%%
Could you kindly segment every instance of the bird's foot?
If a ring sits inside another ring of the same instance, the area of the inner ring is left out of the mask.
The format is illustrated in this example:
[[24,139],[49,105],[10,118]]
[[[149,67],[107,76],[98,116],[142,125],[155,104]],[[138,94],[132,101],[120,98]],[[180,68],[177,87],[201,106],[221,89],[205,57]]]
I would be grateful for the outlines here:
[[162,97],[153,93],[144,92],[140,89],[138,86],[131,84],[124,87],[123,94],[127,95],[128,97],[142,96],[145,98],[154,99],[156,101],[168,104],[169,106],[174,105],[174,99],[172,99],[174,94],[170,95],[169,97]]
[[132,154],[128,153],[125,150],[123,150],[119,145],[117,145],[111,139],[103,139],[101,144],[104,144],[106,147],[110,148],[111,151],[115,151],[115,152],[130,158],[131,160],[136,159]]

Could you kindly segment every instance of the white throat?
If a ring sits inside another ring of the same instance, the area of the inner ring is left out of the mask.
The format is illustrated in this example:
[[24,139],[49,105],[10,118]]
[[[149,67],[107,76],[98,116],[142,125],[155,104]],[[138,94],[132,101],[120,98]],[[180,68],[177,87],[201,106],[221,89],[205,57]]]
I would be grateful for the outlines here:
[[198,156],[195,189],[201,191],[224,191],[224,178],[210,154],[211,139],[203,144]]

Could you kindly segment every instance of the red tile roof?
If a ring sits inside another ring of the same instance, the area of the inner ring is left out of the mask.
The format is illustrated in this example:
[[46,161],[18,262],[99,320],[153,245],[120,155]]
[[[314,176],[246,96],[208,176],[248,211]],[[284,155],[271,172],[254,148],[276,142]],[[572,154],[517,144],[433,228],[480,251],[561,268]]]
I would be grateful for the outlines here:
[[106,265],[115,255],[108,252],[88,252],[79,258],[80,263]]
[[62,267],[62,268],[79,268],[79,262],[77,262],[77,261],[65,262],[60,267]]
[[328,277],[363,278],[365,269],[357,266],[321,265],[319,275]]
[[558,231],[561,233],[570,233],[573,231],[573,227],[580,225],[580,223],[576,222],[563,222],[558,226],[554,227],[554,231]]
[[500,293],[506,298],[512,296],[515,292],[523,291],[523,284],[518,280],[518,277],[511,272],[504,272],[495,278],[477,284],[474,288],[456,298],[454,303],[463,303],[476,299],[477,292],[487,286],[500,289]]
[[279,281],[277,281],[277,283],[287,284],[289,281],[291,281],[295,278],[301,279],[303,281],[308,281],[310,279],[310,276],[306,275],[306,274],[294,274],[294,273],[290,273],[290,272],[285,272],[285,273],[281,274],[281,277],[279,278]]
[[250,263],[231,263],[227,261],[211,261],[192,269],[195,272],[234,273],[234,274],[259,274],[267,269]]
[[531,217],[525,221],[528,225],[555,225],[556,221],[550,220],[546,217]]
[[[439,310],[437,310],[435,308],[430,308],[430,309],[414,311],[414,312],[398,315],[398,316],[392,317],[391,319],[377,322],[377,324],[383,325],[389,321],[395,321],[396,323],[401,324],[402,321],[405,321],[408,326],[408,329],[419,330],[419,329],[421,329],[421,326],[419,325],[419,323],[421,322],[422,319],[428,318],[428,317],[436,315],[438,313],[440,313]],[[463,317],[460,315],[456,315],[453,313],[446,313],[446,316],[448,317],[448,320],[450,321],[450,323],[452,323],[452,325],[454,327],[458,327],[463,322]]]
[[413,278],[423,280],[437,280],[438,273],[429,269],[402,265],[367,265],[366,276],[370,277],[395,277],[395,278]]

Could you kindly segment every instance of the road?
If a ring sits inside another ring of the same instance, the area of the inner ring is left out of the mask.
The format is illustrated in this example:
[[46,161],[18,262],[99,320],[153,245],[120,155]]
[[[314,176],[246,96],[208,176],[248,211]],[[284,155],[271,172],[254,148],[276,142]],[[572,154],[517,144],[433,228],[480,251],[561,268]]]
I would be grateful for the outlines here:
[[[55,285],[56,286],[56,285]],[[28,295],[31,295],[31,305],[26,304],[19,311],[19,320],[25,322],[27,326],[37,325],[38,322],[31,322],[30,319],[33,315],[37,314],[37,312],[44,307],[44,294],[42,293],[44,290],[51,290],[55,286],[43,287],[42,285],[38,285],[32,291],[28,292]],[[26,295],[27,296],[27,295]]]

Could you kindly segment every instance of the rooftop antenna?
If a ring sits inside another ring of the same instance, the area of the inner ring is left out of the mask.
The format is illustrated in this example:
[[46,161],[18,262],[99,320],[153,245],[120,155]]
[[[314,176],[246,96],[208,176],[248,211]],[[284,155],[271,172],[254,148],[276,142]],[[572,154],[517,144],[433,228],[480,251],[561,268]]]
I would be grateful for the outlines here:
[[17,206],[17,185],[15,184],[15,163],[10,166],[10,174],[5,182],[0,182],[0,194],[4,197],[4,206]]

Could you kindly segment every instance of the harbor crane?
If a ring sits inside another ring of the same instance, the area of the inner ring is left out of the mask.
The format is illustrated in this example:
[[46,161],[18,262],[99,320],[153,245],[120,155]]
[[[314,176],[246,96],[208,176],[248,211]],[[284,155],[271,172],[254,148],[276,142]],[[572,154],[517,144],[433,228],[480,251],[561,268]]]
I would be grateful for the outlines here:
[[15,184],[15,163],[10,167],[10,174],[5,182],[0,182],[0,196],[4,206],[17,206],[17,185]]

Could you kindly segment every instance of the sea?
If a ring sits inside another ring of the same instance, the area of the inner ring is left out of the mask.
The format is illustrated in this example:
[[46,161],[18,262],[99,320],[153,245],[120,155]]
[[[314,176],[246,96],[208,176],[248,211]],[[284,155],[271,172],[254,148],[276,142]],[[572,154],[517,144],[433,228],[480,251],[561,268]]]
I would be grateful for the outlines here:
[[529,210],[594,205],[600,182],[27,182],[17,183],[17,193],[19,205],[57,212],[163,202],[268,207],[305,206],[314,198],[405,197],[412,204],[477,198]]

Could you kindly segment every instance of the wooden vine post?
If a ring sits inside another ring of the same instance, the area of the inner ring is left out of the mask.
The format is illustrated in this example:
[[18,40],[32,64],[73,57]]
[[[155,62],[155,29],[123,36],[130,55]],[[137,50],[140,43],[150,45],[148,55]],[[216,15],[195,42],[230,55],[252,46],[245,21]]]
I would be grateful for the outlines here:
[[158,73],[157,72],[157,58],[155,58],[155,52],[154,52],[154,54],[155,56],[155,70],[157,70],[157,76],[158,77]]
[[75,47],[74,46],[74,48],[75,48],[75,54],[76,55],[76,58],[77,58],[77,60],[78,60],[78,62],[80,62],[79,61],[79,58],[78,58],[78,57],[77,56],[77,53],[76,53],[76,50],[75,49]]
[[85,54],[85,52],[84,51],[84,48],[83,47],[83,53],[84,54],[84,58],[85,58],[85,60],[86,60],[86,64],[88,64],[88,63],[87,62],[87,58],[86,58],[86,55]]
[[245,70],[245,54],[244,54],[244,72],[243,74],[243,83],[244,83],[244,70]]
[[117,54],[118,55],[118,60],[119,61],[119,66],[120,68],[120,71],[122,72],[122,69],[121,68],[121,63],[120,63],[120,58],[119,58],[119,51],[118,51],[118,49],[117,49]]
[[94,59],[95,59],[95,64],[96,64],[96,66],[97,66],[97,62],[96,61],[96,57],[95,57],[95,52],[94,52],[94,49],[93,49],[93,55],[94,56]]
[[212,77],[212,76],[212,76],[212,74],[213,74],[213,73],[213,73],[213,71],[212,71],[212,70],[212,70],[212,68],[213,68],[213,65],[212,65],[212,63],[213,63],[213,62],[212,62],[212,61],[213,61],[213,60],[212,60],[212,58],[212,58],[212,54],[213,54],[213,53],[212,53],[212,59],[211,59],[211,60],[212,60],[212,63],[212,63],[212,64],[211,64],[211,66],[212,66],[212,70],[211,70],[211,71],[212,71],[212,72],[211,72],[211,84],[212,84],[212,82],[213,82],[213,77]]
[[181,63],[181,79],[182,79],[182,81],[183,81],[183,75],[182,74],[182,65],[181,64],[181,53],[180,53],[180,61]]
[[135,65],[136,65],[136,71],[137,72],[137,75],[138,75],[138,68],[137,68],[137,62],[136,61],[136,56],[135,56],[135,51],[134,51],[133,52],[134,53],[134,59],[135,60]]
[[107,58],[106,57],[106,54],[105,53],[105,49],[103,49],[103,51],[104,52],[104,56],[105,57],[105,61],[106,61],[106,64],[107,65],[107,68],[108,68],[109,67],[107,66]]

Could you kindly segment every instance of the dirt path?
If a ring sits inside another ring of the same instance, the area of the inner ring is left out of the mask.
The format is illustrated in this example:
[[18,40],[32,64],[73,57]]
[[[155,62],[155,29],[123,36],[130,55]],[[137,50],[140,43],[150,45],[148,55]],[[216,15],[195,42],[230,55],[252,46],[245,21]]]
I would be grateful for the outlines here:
%%
- _AIM OF THE EXERCISE_
Reproduce precisely the span of lines that begins at the line containing "Could you kindly segment every instance of the dirt" and ends with the last line of the listing.

- _RESPONSE BELOW_
Could you kindly segment every instance of the dirt path?
If a ring sits inside another ring of the same instance, the area of the inner ring is left out of the mask.
The format is illustrated in this example:
[[18,40],[32,64],[73,57]]
[[[155,62],[155,29],[123,36],[130,55]],[[137,50],[140,43],[150,45],[148,55]],[[216,15],[195,42],[230,55],[252,46],[245,21]]]
I would be grateful for the outlines here:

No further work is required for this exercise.